Transcribe the stretch of the vampire bat article from "If you are following" through "of the liquid.".

▸ **Source text**:
· · · ·

Nothing screams spooky season quite like vampire bats. The leathery wings, snarling snouts, and of course, the blood-exclusive diet, all make these one-of-a-kind mammals into real-life monsters. However, in reality these seemingly terrifying creatures are actually quite friendly—at least with one another.
A study published on Halloween in Cell Biology found that vampire bats develop and maintain social bonds resembling friendships. Biologists knew these creatures were uniquely hospitable with one another due to their rare grooming and food-sharing habits. But until now, scientists had been unable to prove they formed long-standing relationships.
Researchers Gerald Carter, an associate professor at Ohio State University, and Simon Ripperger, a postdoctoral fellow with the Smithsonian Institute, hypothesized that bonds between bats developed during captivity would continue after they were released back into the environment. For the study, the researchers had two groups of bats commingle: one cohort was captive-born and another (200 of them) was from a wild colony.
To induce relations, the scientists fasted each bat one at a time. When a bat is starved of blood for a night their peers will regurgitate last night’s dinner as a “food donation” and comfortingly groom one another. According to Carter, females are the only ones to perform this behavior. (It seems to Carter that males are too concerned with fighting one another over established territories to form friendships.)
After spending 22 months in captivity, the bats were released back to their home—a hollow tree located on a Panamanian cow pasture that reeks of bat poop. To track the bats’ social interactions, the team glued tiny sensors developed by Ripperger and his colleagues who are electrical engineers and computer scientists to the back of the bats. Lighter than a penny and around the size of a fingertip, these automated sensors are unique in their ability to track social networks of small animal groups by measuring their proximity to one another. They, unlike other proximity technology, are able to capture evolving relationship webs even in hard-to-access sites like small caves, or in this case, stinky hollow trees.
What these sensors found was that bats with a bond in captivity clustered close together despite being able to go anywhere or associate with any of their other 200 roommates.
“Our findings demonstrate this method of high-resolution tracking can reveal relationships that have ecological consequences,” says Carter. Prior scientific evaluations of “friendship” in animals comes almost exclusively from research in primates. “We can now see some animal relationships are independent of setting.”
However, not all friendships withstood the test of time. After only six days, the captive-born bats took flight after failing to assimilate with the colony. Even the ones born to wild bats were ousted. It is important to note that the study’s observations only chronicle eight days due to the sensor measuring the bats proximity to one another falling from one of the test subject’s backs. Therefore, researchers cannot be sure how long these “friendships” last past a week.
“It is a neat illustration that shows how the social structures of animals depend both on internal preferences they have for each other, but also the external environment because not all bonds lasted,” says Carter who has studied vampire bats for a decade. “Even in a completely different setting, these bats were still attracted to each other.”
If you are following along, sustaining 20 or so blood-sucking mini monsters required a lot of blood. To sustain these vampire-like creatures, twice a month Carter and Ripperger drove to a local slaughterhouse to fill a five-gallon bucket full of burgundy beef blood. They then drove the car hastily back to the lab (blood spoils quickly) where they froze the gory goo in bottles. Only once did they spill the entirety of the bucket’s contents in Carter’s backseat. When feeding time came around, the frozen blood was dispensed through plastic tubes that formed small reservoirs of the liquid.
“The reservoirs are usually used for giving water to birds, but we just use blood,” says Carter. Him and Ripperger laugh. “We once had an assistant faint when she saw this.”
No matter how vampire bats feast on blood, one thing seems true—those who share their morbid meal are on the fast track to friendship.

· · · ·

[Saved entries]
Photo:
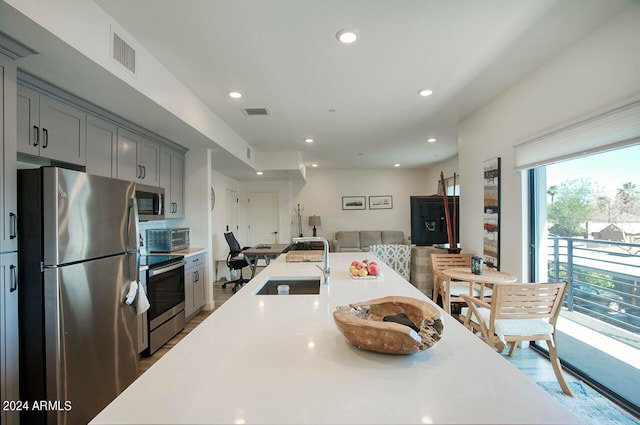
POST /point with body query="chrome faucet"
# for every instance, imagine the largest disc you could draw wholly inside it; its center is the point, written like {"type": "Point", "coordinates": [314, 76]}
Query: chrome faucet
{"type": "Point", "coordinates": [325, 270]}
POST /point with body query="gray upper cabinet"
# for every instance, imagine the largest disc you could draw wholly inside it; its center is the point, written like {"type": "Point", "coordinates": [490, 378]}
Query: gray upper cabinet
{"type": "Point", "coordinates": [50, 128]}
{"type": "Point", "coordinates": [172, 180]}
{"type": "Point", "coordinates": [102, 147]}
{"type": "Point", "coordinates": [8, 177]}
{"type": "Point", "coordinates": [138, 158]}
{"type": "Point", "coordinates": [9, 354]}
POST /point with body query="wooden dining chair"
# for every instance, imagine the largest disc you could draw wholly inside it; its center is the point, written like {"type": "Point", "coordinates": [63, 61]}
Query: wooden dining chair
{"type": "Point", "coordinates": [450, 290]}
{"type": "Point", "coordinates": [519, 312]}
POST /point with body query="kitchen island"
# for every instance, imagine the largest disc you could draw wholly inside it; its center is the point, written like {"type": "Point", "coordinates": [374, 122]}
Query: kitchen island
{"type": "Point", "coordinates": [281, 359]}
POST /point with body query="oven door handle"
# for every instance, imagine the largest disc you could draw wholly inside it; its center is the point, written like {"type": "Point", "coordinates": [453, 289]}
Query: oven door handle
{"type": "Point", "coordinates": [168, 268]}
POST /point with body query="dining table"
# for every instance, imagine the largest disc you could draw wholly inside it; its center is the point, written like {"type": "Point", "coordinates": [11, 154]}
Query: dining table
{"type": "Point", "coordinates": [489, 277]}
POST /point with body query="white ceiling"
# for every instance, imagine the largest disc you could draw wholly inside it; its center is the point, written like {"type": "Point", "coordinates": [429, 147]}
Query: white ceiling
{"type": "Point", "coordinates": [359, 102]}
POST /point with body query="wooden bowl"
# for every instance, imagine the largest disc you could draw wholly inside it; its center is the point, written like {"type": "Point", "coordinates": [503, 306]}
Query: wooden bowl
{"type": "Point", "coordinates": [392, 325]}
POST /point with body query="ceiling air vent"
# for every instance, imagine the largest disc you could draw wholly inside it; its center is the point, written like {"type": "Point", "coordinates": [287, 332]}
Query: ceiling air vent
{"type": "Point", "coordinates": [251, 112]}
{"type": "Point", "coordinates": [123, 53]}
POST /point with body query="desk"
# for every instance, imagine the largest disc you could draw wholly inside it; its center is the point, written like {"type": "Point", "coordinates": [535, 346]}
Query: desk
{"type": "Point", "coordinates": [488, 277]}
{"type": "Point", "coordinates": [266, 252]}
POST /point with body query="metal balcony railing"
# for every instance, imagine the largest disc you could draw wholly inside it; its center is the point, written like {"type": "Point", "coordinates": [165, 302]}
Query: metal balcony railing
{"type": "Point", "coordinates": [603, 276]}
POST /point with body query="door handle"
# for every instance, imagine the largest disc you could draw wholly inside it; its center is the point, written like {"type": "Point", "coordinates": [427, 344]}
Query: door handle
{"type": "Point", "coordinates": [14, 278]}
{"type": "Point", "coordinates": [13, 220]}
{"type": "Point", "coordinates": [36, 135]}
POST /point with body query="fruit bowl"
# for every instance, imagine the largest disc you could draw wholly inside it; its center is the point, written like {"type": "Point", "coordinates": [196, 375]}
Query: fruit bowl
{"type": "Point", "coordinates": [364, 269]}
{"type": "Point", "coordinates": [391, 325]}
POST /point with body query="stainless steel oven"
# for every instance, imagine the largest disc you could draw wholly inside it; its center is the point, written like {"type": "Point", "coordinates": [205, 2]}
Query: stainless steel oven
{"type": "Point", "coordinates": [165, 290]}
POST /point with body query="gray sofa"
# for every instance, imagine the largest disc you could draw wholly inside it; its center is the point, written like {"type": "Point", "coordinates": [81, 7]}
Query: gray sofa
{"type": "Point", "coordinates": [357, 241]}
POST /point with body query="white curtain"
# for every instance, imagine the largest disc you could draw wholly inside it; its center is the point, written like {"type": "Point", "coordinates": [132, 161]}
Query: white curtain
{"type": "Point", "coordinates": [613, 128]}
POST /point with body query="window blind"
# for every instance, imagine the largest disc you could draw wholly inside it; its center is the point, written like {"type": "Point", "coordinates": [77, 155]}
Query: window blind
{"type": "Point", "coordinates": [611, 129]}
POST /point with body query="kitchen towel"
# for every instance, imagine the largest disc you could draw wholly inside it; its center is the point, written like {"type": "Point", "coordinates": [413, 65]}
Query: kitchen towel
{"type": "Point", "coordinates": [143, 302]}
{"type": "Point", "coordinates": [136, 292]}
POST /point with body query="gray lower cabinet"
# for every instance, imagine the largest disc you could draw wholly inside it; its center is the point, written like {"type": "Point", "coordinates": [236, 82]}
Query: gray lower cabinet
{"type": "Point", "coordinates": [102, 147]}
{"type": "Point", "coordinates": [194, 284]}
{"type": "Point", "coordinates": [50, 128]}
{"type": "Point", "coordinates": [143, 325]}
{"type": "Point", "coordinates": [172, 180]}
{"type": "Point", "coordinates": [9, 338]}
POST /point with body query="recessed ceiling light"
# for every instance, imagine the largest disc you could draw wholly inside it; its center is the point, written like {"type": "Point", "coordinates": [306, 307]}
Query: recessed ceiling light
{"type": "Point", "coordinates": [347, 36]}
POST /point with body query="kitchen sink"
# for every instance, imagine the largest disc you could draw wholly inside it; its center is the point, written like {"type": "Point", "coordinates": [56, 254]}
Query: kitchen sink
{"type": "Point", "coordinates": [297, 286]}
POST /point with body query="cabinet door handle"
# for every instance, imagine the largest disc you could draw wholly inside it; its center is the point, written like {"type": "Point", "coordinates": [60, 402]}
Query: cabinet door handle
{"type": "Point", "coordinates": [13, 277]}
{"type": "Point", "coordinates": [45, 138]}
{"type": "Point", "coordinates": [13, 220]}
{"type": "Point", "coordinates": [36, 135]}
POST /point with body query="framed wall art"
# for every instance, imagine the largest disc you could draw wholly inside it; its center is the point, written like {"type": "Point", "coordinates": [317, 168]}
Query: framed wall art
{"type": "Point", "coordinates": [491, 221]}
{"type": "Point", "coordinates": [382, 202]}
{"type": "Point", "coordinates": [354, 202]}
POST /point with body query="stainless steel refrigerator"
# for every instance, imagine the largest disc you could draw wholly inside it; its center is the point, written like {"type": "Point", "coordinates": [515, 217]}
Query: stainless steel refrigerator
{"type": "Point", "coordinates": [77, 255]}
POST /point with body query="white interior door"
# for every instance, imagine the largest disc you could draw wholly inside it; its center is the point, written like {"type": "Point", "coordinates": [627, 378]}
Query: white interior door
{"type": "Point", "coordinates": [231, 212]}
{"type": "Point", "coordinates": [263, 217]}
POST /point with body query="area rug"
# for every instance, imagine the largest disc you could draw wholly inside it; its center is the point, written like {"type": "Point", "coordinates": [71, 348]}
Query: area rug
{"type": "Point", "coordinates": [589, 405]}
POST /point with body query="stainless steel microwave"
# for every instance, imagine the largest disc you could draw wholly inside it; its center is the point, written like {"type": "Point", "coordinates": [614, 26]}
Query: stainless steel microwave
{"type": "Point", "coordinates": [167, 240]}
{"type": "Point", "coordinates": [150, 201]}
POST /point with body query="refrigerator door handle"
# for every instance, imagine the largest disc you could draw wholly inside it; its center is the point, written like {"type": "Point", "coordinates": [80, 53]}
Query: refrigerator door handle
{"type": "Point", "coordinates": [132, 215]}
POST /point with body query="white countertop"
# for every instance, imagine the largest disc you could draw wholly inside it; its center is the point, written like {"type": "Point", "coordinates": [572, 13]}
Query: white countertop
{"type": "Point", "coordinates": [281, 359]}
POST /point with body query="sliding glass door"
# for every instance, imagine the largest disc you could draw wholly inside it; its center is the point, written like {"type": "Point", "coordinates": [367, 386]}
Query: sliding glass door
{"type": "Point", "coordinates": [585, 229]}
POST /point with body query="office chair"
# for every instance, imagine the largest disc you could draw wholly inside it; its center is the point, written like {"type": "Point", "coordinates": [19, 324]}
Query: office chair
{"type": "Point", "coordinates": [235, 261]}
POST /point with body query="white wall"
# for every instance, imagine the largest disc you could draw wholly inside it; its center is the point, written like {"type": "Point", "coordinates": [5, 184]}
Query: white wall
{"type": "Point", "coordinates": [220, 184]}
{"type": "Point", "coordinates": [322, 195]}
{"type": "Point", "coordinates": [283, 188]}
{"type": "Point", "coordinates": [600, 70]}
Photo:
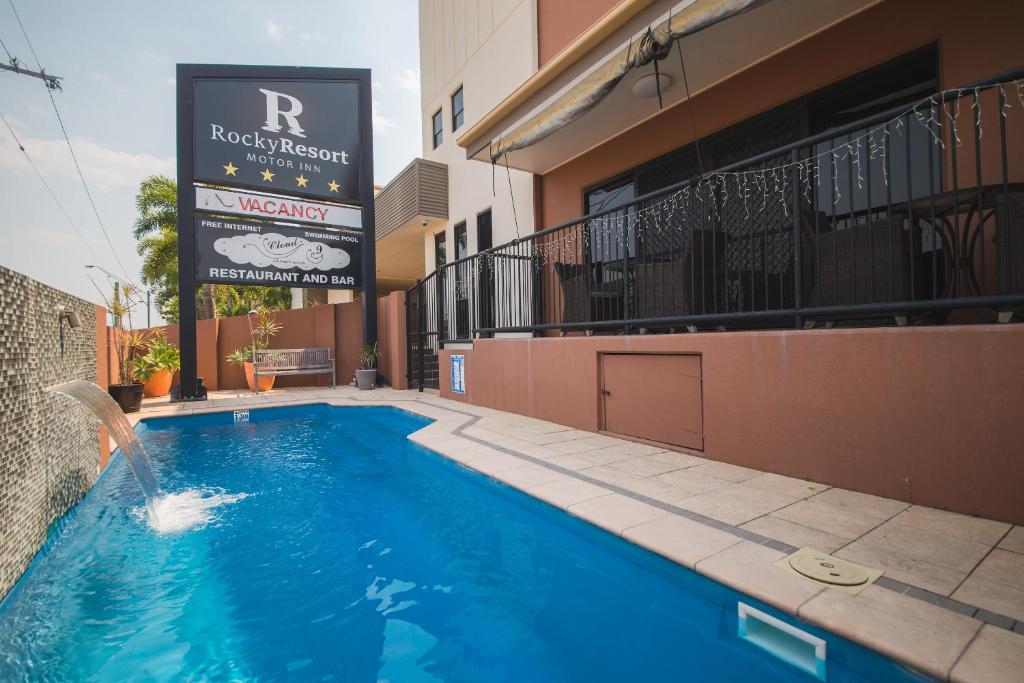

· · · ·

▸ **Final answer**:
If you are following along, sustaining 20 or so blood-sucking mini monsters required a lot of blood. To sustain these vampire-like creatures, twice a month Carter and Ripperger drove to a local slaughterhouse to fill a five-gallon bucket full of burgundy beef blood. They then drove the car hastily back to the lab (blood spoils quickly) where they froze the gory goo in bottles. Only once did they spill the entirety of the bucket’s contents in Carter’s backseat. When feeding time came around, the frozen blood was dispensed through plastic tubes that formed small reservoirs of the liquid.